> Consignes écrites:
1) Selon le texte sur la Guerre froide ci-dessous, pourquoi le plan Marshall fut-il l'outil le plus important de la politique d'endiguement ? Répondez en une à trois phrases.
2) Poursuivez, s'il vous plaît, le texte sur la Guerre froide ci-dessous à partir de sa dernière phrase.

> Texte à lire:
============
Un contexte international contraignant : la Guerre Froide et ses doctrines

Le contexte international particulier que fut celui de la « Guerre Froide » contraignit fortement la politique étrangère américaine. En effet, l'URSS et l'idéologie communiste représentaient le pendant du modèle américain. A la fin de la Seconde Guerre Mondiale, l'URSS émergea comme seconde grande puissance après les Etats-Unis. Elle profita des bouleversements de l'après-guerre pour imposer son modèle en Europe orientale et en Asie. L'animosité et l'affrontement étaient inévitables entre les deux puissances qui jouèrent de leurs moyens militaires et financiers pour faire avancer leurs pions.

La théorie de politique étrangère qui domina et déclencha la Guerre Froide était la politique dite de « l'endiguement », ou « Containment ». Elle fut formulée ainsi par George Kennan en 1947, dans un article publié dans Foreign Affairs : « Le principal élément de toute politique des Etats-Unis vis-à-vis de l'URSS doit être un endiguement des tendances expansives de la Russie, à long terme, avec patience, mais fermeté et vigilance ».

Cette politique fut appliquée par le président Truman (1945-1953) qui devait assurer la transition d'une politique wilsonienne à une politique réaliste. Le plan Marshall, prévoyant une aide économique importante pour les pays exsangues d'Europe occidentale, en fut l'outil le plus important : en effet, il permit de conserver dans le giron des démocraties libérales ces pays sans ressources suite à la guerre. Lorsque les moyens financiers ne suffisaient pas à trancher, les deux puissances s'affrontèrent militairement, comme ce fut le cas durant la guerre de Corée de 1950-1953.
============
> Données affichées:
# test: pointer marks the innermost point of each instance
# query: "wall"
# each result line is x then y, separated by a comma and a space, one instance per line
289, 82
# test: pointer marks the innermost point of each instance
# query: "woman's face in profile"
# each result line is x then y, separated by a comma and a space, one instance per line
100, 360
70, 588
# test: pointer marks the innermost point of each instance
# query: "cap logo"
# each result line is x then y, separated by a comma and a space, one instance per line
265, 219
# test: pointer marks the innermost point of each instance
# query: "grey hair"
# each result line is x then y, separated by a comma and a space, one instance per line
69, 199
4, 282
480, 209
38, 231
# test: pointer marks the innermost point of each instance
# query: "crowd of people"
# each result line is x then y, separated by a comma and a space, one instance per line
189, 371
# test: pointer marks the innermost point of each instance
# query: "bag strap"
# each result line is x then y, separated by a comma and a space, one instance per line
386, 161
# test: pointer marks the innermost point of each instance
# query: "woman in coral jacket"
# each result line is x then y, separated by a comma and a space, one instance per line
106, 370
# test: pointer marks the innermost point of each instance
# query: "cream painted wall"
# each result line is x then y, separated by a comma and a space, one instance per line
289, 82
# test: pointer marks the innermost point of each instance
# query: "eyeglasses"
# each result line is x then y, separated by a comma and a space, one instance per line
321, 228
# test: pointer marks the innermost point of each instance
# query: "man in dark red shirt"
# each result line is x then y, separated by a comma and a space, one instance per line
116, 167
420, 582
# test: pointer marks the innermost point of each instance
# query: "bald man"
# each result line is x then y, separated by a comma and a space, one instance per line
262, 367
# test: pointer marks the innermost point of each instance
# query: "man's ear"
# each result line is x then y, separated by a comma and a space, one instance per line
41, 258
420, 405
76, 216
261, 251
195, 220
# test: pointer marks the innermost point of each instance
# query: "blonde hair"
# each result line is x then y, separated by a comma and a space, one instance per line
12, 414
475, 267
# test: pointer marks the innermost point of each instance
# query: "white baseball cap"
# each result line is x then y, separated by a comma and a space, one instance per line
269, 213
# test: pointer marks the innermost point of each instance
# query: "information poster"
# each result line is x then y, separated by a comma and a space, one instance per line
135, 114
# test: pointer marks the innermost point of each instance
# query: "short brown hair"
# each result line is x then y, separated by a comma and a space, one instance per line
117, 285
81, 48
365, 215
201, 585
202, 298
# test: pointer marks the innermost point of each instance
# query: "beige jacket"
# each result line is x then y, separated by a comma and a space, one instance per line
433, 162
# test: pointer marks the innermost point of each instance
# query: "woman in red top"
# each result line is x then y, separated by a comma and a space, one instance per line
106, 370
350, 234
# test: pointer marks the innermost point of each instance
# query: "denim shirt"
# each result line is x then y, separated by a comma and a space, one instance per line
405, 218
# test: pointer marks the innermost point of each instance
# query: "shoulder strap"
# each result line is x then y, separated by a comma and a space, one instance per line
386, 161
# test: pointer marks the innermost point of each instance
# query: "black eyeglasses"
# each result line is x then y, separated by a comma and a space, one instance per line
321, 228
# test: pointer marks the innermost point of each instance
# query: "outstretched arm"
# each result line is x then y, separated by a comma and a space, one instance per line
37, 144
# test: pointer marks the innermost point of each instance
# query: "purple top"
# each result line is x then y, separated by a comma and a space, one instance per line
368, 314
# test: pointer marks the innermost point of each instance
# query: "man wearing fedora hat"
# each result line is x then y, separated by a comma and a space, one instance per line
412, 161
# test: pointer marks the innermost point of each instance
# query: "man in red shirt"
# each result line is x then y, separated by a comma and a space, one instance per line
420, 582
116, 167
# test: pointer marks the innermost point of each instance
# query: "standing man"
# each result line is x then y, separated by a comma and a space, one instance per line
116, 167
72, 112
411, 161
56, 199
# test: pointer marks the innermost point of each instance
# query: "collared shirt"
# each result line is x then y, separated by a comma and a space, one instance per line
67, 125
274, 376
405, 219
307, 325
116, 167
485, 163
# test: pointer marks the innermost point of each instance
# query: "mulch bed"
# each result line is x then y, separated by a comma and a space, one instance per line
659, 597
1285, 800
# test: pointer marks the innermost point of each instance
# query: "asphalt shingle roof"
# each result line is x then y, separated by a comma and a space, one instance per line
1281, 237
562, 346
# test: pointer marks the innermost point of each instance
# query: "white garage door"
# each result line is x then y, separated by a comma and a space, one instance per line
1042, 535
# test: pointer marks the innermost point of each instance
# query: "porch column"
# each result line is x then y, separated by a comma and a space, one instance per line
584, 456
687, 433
============
> Réponses par consigne:
1) Le plan Marshall fut l'outil le plus important de l'endiguement parce que son aide économique importante aux pays exsangues d'Europe occidentale permit de conserver dans le giron des démocraties libérales ces pays restés sans ressources après la guerre.

2)
Dans ce contexte, les réalistes furent prépondérants et développèrent des théories solides sur lesquelles devait reposer l'action politique, comme celle que formula Morgenthau en 1948 : une vision réaliste doit impliquer que la stabilité internationale repose sur l'équilibre des forces, toute tentation de recourir à la violence devant être désamorcée par la menace crédible d'une contre-violence. La diplomatie mise en oeuvre fut donc celle de la dissuasion.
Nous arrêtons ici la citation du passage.